### Task details
The answer must consist of each line below that holds the word "grass", copied as it stands.

[Natural language region descriptions]
= = = = = = =

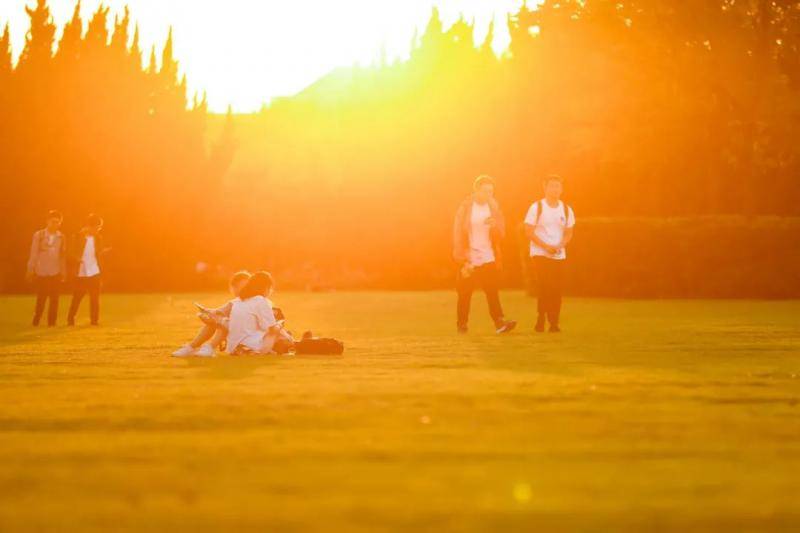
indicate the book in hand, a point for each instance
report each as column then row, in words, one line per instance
column 203, row 309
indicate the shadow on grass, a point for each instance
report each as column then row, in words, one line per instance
column 228, row 367
column 116, row 309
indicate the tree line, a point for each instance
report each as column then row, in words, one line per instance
column 646, row 107
column 93, row 123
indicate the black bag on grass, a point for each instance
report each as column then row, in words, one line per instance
column 310, row 345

= = = = = = =

### Solution for this problem
indicate the shadow on grass, a point for each instance
indicate the black bag on grass, a point for each instance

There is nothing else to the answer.